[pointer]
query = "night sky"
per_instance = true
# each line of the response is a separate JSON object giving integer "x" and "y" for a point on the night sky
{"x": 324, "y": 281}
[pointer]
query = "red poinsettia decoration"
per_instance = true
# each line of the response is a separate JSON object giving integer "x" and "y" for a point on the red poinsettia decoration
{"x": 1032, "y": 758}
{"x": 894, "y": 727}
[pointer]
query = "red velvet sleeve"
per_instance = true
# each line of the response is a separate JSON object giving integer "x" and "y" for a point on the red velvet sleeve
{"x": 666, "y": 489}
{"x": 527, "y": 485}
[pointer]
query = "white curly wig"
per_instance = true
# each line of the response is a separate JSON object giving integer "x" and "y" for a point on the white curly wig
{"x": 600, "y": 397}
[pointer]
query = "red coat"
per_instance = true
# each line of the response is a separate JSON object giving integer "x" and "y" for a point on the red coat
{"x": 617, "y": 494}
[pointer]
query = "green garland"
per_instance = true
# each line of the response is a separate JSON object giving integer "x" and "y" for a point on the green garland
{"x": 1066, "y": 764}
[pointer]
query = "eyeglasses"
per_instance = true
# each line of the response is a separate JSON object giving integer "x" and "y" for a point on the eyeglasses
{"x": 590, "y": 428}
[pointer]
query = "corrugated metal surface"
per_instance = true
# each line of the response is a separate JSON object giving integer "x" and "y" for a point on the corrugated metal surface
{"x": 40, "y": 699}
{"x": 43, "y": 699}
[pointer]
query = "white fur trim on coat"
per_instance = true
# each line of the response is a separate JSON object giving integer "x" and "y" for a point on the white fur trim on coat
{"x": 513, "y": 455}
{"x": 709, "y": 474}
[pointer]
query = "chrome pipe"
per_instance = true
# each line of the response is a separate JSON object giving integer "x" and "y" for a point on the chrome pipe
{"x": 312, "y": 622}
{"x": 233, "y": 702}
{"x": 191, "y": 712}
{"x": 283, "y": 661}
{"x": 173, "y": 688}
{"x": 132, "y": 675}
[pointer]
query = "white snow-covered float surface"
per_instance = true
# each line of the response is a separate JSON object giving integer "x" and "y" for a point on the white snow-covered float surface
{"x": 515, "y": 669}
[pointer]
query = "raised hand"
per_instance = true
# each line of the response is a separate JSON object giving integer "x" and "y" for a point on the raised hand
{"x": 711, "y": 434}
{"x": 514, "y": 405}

--

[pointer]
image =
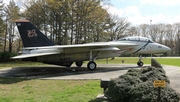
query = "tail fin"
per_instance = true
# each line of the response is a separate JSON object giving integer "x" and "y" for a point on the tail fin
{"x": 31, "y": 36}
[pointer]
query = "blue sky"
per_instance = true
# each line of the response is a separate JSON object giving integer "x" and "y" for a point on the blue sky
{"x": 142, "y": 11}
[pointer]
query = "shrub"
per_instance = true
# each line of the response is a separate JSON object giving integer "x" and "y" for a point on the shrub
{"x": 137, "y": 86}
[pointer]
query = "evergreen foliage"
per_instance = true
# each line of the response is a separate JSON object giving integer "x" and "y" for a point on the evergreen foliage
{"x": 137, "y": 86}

--

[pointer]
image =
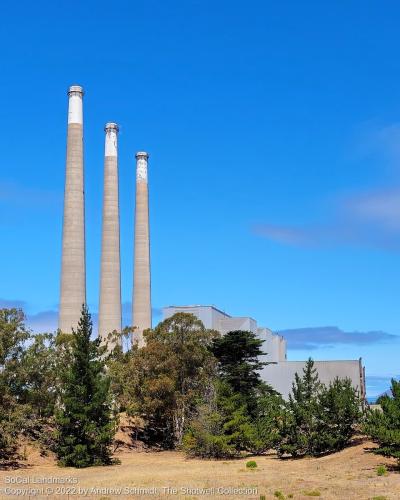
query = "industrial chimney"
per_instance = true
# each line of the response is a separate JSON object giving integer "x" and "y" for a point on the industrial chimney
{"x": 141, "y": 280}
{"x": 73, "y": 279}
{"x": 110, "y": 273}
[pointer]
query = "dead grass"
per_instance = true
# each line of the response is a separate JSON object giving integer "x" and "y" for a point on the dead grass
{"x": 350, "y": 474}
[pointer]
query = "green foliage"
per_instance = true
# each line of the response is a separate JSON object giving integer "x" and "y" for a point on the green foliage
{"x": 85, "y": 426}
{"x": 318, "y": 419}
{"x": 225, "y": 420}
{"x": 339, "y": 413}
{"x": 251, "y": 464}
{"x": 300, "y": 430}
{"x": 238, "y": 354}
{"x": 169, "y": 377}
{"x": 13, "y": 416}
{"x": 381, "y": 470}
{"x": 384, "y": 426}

Written problem: Pick out and copy each line of the items above that contains the string "poinsettia". Letter case counts.

Correct result:
query = "red poinsettia decoration"
# each line of the response is a separate JSON object giving integer "x" and "y" for a point on the red poinsettia decoration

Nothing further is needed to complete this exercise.